Task instructions: When you reach the line containing "Target: red and blue striped jersey" in the entries below, begin reproducing lines exactly, and stop once the line containing "Target: player's left hand" is done.

(Dataset items)
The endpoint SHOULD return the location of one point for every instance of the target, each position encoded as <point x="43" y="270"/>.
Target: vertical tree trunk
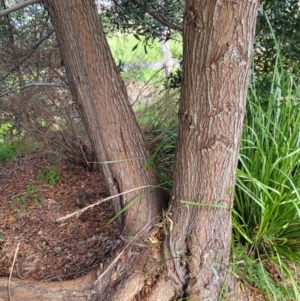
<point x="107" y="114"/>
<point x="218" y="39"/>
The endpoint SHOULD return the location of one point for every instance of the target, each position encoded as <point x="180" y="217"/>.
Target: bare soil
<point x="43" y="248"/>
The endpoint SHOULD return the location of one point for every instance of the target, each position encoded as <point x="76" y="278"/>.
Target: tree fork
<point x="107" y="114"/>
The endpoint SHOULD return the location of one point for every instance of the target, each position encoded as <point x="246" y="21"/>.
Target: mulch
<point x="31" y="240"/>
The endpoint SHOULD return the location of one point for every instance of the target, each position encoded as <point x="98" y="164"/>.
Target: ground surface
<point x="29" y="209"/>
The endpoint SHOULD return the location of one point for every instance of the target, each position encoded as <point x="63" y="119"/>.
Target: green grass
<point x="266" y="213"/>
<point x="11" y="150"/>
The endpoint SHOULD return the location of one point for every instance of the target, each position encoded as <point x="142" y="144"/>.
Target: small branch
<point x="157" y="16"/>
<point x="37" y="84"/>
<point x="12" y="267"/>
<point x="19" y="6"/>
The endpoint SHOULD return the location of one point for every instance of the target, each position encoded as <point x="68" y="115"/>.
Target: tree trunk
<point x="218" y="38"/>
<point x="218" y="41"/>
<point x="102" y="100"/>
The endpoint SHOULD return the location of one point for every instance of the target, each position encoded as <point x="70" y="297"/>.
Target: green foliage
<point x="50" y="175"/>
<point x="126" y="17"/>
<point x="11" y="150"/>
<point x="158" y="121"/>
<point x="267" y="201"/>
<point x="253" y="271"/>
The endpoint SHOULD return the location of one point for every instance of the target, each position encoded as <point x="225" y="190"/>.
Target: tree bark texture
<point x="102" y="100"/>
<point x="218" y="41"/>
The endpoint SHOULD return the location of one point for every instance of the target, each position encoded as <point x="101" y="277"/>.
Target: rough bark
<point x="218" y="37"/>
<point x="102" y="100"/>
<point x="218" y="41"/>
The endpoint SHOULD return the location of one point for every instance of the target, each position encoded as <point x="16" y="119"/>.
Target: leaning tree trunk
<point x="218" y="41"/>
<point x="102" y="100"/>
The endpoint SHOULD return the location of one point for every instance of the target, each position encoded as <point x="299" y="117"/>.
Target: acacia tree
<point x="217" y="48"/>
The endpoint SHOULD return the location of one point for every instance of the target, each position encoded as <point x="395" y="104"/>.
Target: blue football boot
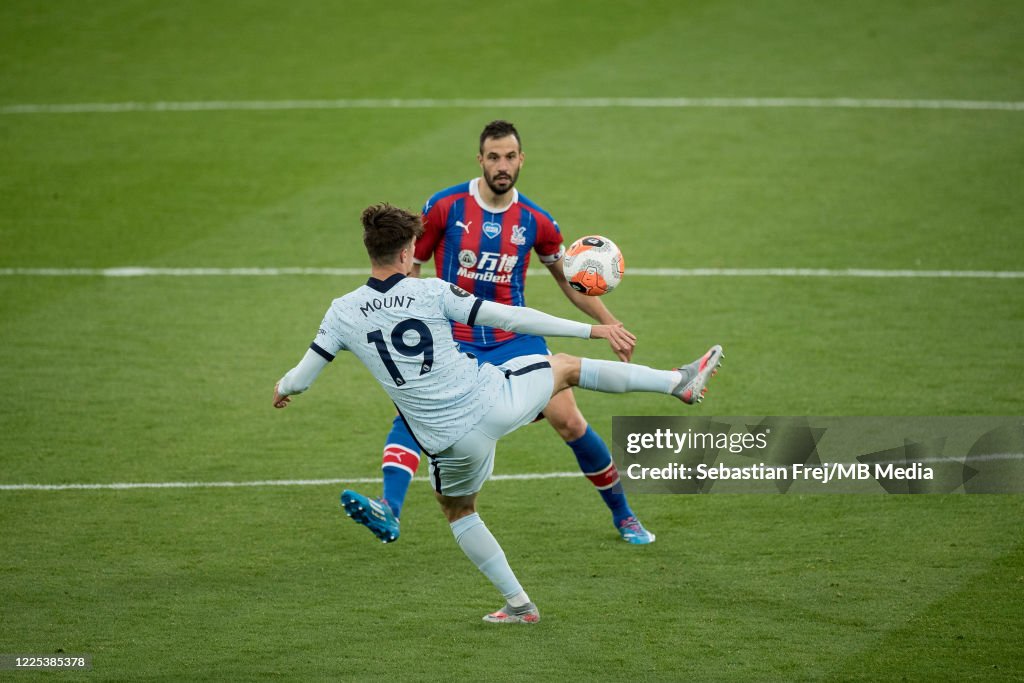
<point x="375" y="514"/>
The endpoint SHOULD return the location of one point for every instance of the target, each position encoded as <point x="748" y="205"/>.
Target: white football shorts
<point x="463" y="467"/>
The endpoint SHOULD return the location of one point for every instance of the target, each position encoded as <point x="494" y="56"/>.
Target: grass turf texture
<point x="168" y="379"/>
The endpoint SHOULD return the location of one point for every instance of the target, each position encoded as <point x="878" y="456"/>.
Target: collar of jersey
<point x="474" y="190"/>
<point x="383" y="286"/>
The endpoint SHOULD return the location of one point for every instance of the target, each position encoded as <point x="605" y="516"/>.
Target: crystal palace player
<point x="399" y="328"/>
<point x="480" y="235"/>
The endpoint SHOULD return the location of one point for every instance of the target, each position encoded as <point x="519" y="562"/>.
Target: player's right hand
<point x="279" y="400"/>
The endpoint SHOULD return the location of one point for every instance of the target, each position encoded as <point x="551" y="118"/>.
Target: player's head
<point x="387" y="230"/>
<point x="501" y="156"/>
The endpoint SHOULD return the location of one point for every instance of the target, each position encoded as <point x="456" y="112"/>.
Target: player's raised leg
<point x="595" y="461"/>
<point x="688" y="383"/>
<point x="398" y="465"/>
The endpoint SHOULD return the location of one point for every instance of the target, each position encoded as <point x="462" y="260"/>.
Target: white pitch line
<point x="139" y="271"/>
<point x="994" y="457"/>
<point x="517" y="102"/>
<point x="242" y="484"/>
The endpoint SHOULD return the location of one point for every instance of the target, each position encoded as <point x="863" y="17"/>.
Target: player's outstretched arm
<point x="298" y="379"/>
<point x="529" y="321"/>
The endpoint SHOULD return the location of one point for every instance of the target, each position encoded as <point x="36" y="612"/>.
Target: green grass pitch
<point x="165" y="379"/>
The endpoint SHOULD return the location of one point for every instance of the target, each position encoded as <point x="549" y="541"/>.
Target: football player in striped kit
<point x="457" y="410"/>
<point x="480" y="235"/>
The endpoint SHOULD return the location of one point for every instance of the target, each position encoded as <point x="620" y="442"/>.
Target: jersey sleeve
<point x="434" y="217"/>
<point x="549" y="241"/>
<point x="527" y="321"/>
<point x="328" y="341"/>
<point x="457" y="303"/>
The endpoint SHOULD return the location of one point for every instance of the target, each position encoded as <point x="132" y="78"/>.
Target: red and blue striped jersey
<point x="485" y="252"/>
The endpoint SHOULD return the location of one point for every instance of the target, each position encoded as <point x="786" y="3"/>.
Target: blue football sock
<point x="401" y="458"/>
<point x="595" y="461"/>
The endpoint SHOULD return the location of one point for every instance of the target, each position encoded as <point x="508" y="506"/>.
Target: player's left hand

...

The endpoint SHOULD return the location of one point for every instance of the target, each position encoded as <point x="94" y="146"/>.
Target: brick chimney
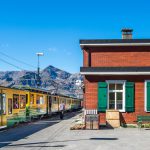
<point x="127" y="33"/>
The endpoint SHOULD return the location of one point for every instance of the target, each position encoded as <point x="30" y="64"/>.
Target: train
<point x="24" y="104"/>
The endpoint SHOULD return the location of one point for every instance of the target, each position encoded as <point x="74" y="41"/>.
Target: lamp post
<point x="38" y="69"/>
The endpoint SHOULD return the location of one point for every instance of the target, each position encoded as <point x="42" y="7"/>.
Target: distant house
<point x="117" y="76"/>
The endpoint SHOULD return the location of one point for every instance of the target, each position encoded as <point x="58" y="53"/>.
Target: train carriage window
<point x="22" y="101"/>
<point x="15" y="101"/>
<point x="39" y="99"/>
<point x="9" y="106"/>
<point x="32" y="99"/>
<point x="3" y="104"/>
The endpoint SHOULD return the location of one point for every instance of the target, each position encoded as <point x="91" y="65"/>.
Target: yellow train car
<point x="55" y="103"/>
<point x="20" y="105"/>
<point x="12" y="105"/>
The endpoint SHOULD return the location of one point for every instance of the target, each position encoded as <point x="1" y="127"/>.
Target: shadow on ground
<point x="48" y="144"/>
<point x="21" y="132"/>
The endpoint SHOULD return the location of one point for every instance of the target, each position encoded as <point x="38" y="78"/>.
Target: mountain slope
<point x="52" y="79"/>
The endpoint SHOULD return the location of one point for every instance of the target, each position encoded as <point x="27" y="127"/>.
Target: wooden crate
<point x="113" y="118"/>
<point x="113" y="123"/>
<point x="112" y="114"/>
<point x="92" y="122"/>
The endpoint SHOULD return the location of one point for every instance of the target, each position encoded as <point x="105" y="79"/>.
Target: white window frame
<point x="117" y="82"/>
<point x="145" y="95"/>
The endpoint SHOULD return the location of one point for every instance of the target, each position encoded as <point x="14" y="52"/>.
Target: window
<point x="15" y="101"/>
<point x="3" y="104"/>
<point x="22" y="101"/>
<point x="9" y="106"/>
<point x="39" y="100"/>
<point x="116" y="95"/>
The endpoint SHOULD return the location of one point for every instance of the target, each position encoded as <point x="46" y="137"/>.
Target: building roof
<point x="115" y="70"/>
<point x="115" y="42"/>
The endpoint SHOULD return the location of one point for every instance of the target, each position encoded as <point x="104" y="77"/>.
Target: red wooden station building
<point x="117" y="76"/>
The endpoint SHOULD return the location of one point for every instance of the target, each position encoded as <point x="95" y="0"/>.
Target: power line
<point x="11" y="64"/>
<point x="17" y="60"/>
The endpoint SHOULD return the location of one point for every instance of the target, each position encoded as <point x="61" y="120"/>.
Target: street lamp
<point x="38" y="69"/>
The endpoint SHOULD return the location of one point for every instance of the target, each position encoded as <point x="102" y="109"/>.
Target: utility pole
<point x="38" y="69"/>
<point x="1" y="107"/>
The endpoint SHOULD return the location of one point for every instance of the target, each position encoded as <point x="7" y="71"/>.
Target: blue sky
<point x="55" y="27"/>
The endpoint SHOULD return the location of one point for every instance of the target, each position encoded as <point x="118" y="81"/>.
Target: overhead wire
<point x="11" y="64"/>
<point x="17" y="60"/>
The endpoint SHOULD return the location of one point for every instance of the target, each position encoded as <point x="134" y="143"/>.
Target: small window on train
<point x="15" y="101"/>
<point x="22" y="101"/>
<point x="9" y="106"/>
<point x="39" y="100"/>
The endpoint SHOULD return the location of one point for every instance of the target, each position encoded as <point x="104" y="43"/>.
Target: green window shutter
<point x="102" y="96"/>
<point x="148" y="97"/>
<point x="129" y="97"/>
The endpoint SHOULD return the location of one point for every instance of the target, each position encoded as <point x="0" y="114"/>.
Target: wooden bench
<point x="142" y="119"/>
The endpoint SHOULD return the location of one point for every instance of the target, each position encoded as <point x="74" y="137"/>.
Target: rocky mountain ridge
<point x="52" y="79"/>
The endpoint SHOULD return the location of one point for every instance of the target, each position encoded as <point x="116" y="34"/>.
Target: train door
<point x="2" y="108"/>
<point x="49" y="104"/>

...

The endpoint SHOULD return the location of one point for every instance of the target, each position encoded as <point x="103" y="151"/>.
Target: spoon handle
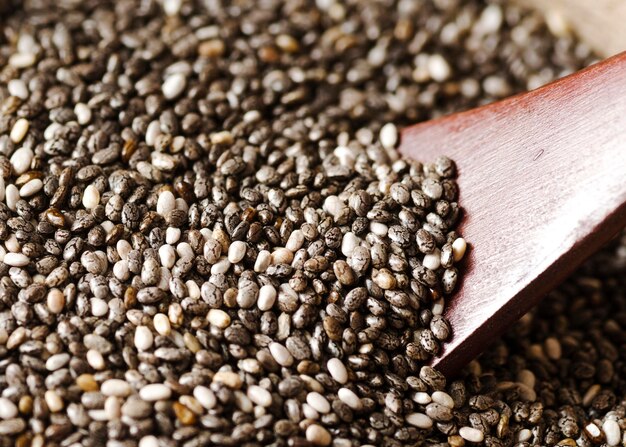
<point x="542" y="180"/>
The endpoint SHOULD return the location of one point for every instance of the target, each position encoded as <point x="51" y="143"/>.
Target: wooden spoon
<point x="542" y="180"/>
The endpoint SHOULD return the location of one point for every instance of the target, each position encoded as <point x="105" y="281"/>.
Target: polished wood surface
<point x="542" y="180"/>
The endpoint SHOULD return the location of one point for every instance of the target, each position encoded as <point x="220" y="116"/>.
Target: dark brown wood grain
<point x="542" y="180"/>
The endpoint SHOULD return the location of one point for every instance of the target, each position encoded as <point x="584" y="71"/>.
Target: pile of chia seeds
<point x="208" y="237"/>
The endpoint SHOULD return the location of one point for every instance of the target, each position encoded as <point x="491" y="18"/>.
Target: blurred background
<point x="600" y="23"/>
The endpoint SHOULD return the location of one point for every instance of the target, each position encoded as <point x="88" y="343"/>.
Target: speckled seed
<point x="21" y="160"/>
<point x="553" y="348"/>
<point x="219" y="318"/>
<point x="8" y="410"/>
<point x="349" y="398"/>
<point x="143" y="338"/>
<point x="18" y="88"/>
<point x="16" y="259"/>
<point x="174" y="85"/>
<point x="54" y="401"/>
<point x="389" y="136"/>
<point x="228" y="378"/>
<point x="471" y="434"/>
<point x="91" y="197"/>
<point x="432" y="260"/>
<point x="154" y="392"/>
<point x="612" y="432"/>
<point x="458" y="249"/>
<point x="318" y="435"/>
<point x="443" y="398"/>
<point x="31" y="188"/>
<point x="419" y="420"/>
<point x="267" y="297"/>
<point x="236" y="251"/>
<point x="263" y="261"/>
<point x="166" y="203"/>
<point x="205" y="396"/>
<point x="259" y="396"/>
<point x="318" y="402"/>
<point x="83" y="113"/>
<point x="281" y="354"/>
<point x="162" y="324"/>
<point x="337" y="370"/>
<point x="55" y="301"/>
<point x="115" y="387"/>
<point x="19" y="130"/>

Output for this exercise:
Target: red and blue striped jersey
<point x="485" y="252"/>
The endpoint SHOULD return the location of one point for every instance of the target, each position encoded as <point x="786" y="3"/>.
Target: blue football sock
<point x="401" y="458"/>
<point x="595" y="461"/>
The endpoint SHOULD return the location of one point for every instance of the target, each position encoded as <point x="508" y="506"/>.
Target: player's left hand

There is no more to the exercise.